DIRECTIVE A: Convert the entries from the line with "Question. Indicate one point on each instance of the car" up to and including the line with "[(549, 505)]" into a Markdown table with the columns Row and Entry line, omitting any blank lines.

TEXT EXTRACT:
** Start **
New York Times, "Hot Work in Illinois," August 19, 1858

    Source citation
    "Hot Work in Illinois," New York Times, August 19, 1858, p. 4.
    Newspaper: Publication
    New York Times
    Newspaper: Headline
    Hot Work in Illinois
    Newspaper: Page(s)
    Zak Rosenberg, Dickinson College
    Transcription date
    The following text is presented here in complete form, as it originally appeared in print. Spelling and typographical errors have been preserved as in the original.

    Hot Work in Illinois.

    The canvass, which commenced with spirit, indeed, but in good temper, at Chicago, has at length come to be personal and disagreeable between DOUGLAS on the one hand, and Messrs. LINCOLN and TRUMBULL on the other.

    In a recent speech, at Beardstown, DOUGLAS referred to a charge made against him by LINCOLN as "an infamous lie." The charge was that DOUGLAS had corruptly conspired with the Judges of the Supreme Court, and with Presidents PIERCE and BUCHANAN, to subvert the constitutional power of the States, and establish Slavery over the land. So much for DOUGLAS vs. LINCOLN.

    The Hon. LYMAN TRUMBULL, DOUGLAS' colleague in the Senate, having returned to Illinois from an Eastern tour, has made a speech in Chicago, in which the following passages occur:

    "New, fellow-citizens, I make the distinct charge that there was a preconcerted arrangement and plot entered into by the very men who now claim credit for opposing the Constitution formed and put in force without giving the people an opportunity to oppose it. This, my friends, is a serious charge, butt I charge it, to-night, that the very men who traverse the country under banners proclaiming Popular Sovereignty, by design concocted a bill on purpose to force a Constitution upon that people." Mr. T. goes on to allude to TOOMBS' Kansas bill, and in reply to a question from a Douglas man present, he said:

    "You want to satisfy yourself that he was in the plot to force a Constitution upon that people! I will satisfy you [cries of 'Good, good,' lift him again,' and cheers,] and to the man who does deny it, I will cram the lie down his throat till he shall cry enough. [Tremendous cheers.]"

    DOUGLAS'S response to this direct and damaging accusation, is quite free from ambiguity.
** End **
Data items:
** Start **
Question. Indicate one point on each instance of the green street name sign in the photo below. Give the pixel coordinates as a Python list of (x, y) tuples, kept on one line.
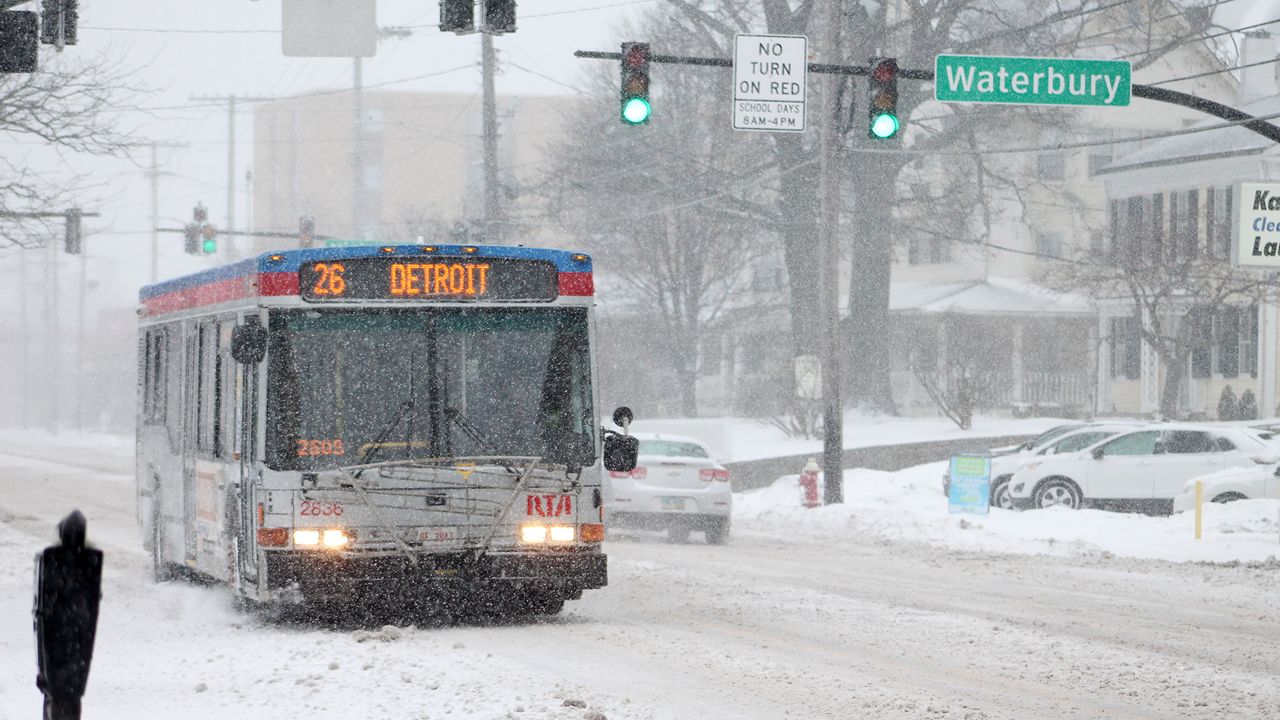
[(1031, 81)]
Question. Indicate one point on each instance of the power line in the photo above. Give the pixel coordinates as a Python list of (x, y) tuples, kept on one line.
[(1216, 72)]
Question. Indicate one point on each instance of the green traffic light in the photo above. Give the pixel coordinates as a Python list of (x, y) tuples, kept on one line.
[(885, 126), (636, 110)]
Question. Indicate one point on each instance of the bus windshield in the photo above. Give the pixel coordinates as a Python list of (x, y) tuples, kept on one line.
[(348, 387)]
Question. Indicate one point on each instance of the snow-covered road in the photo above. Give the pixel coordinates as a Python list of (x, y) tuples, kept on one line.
[(764, 627)]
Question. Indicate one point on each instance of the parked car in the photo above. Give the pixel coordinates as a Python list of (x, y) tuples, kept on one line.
[(1232, 484), (1143, 469), (1077, 436), (676, 487)]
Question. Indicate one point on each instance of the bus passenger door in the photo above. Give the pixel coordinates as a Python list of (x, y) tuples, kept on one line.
[(190, 417), (246, 477)]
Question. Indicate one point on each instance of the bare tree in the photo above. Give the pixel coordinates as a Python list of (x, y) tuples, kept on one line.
[(671, 209), (71, 105), (1175, 299), (914, 32)]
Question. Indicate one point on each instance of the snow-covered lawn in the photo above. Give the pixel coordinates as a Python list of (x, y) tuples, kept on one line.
[(735, 440), (909, 505)]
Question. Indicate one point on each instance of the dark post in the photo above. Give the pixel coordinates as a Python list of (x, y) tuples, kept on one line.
[(68, 589)]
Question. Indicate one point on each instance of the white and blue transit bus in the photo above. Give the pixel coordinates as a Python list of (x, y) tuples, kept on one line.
[(355, 424)]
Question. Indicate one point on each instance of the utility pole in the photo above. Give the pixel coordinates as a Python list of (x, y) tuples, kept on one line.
[(231, 100), (828, 236), (80, 341), (357, 147), (493, 223)]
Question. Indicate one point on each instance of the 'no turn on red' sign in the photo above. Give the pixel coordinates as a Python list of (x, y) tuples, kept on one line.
[(771, 73)]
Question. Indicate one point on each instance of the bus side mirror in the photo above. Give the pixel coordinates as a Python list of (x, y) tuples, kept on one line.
[(621, 452), (248, 343)]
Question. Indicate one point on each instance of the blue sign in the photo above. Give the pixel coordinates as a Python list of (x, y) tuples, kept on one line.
[(970, 484)]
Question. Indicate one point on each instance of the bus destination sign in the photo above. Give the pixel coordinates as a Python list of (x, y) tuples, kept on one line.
[(428, 278)]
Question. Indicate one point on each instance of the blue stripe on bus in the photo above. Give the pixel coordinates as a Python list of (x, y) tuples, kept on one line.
[(291, 260)]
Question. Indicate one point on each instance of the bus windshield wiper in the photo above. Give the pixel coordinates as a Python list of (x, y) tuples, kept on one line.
[(472, 432), (382, 437)]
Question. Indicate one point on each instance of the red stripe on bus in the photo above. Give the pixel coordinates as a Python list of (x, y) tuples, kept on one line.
[(576, 283), (278, 283), (210, 294)]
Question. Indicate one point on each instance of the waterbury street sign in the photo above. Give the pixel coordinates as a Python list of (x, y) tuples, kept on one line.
[(1031, 81), (771, 73), (1257, 226)]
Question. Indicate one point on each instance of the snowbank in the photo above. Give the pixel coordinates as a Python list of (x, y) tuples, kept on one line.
[(735, 440), (909, 505)]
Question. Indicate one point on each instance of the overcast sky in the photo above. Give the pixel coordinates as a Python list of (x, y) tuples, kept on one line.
[(190, 48)]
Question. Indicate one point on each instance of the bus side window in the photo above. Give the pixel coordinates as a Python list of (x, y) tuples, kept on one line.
[(170, 384)]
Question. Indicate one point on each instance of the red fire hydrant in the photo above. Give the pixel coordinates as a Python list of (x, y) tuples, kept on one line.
[(809, 484)]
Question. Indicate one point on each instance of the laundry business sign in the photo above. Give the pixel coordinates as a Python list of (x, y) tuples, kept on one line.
[(1257, 224), (1031, 81)]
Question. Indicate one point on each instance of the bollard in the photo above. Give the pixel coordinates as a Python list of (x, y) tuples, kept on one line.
[(68, 589), (809, 484), (1200, 502)]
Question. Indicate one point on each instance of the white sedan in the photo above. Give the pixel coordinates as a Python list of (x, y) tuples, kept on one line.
[(1228, 486), (1143, 469), (1064, 438), (676, 487)]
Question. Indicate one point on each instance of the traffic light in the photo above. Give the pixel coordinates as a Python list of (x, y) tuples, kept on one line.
[(882, 99), (19, 41), (306, 231), (457, 16), (73, 232), (191, 238), (635, 83), (58, 21), (209, 242), (499, 16)]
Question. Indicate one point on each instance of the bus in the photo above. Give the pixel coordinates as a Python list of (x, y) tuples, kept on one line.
[(347, 425)]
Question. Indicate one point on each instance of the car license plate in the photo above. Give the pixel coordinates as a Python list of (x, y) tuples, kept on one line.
[(673, 504), (437, 536)]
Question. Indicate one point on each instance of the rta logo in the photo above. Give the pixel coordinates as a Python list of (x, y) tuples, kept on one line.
[(549, 505)]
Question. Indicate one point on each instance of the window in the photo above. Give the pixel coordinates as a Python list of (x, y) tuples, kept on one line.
[(1097, 244), (1125, 349), (1100, 155), (1187, 442), (1217, 222), (1048, 244), (1133, 443), (672, 449), (1051, 164), (928, 250), (1226, 338), (1079, 441), (1249, 341)]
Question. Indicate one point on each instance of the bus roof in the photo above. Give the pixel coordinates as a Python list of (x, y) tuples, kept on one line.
[(275, 274)]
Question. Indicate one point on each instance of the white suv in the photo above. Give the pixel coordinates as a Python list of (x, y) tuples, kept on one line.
[(676, 487), (1143, 469)]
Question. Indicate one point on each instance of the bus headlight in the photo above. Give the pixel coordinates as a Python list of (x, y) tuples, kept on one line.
[(336, 538), (533, 533), (332, 538)]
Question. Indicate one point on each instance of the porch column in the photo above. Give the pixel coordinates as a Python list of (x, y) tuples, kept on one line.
[(1150, 372), (1267, 358), (1016, 365)]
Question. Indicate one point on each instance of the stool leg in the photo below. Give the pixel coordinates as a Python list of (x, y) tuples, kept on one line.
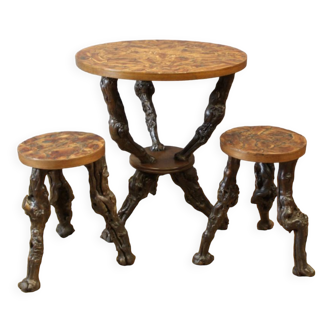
[(104, 202), (193, 191), (291, 218), (264, 194), (228, 194), (62, 197), (37, 207)]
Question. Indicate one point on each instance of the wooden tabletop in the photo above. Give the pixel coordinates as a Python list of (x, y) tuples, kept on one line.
[(161, 60)]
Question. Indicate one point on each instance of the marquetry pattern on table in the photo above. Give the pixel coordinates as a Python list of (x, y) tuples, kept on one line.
[(164, 60)]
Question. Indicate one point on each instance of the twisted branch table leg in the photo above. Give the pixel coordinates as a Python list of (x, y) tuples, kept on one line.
[(141, 184), (145, 90), (264, 194), (62, 197), (228, 194), (291, 218), (118, 122), (214, 114), (104, 202), (35, 205), (193, 191)]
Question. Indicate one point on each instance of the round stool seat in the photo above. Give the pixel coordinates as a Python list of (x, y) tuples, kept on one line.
[(263, 143), (61, 149)]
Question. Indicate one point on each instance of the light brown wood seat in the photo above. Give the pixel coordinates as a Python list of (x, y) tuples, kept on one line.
[(61, 149), (263, 143), (48, 155)]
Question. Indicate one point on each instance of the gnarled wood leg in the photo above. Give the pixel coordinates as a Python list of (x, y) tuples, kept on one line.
[(62, 197), (214, 114), (118, 123), (35, 205), (291, 218), (264, 194), (228, 194), (145, 90), (104, 202), (141, 184), (193, 191)]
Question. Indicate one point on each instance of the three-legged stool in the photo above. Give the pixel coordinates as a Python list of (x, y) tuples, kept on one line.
[(264, 145), (47, 155)]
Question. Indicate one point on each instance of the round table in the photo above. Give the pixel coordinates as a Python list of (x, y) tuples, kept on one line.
[(167, 60)]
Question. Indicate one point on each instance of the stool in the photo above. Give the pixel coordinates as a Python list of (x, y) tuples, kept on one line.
[(264, 145), (47, 155)]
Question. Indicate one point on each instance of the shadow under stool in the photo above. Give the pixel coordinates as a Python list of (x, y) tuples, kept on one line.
[(47, 155), (264, 145)]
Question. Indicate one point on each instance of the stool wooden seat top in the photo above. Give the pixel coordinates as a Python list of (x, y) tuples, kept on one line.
[(61, 149), (263, 143), (161, 60)]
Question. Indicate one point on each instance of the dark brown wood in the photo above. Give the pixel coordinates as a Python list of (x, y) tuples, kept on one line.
[(214, 114), (61, 149), (292, 218), (194, 194), (161, 60), (165, 162), (118, 123), (228, 196), (265, 193), (61, 198), (37, 207), (104, 202), (145, 91), (263, 143), (140, 185)]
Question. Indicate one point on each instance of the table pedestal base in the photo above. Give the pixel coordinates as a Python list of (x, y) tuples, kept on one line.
[(145, 181)]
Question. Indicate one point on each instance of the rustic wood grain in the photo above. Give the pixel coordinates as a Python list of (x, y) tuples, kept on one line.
[(165, 162), (263, 143), (161, 60), (61, 149)]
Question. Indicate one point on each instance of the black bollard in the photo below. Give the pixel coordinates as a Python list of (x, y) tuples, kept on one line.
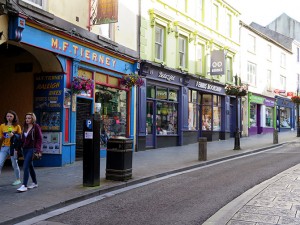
** End **
DIRECTIVE B: In the newspaper article on the Illinois canvass, in which town did Douglas give the speech calling Lincoln's charge "an infamous lie"?

FINISHED ANSWER A:
| Row | Entry line |
|---|---|
| 1 | Question. Indicate one point on each instance of the car license plate in the photo above. Give the pixel coordinates as a Python list of (x, y) tuples, kept on one line. |
| 2 | [(673, 504), (437, 536)] |
| 3 | Question. Indicate one point on each instance of the rta logo in the photo above. Give the pixel coordinates as a Python list of (x, y) tuples, kept on one line. |
| 4 | [(549, 505)] |

FINISHED ANSWER B: Beardstown.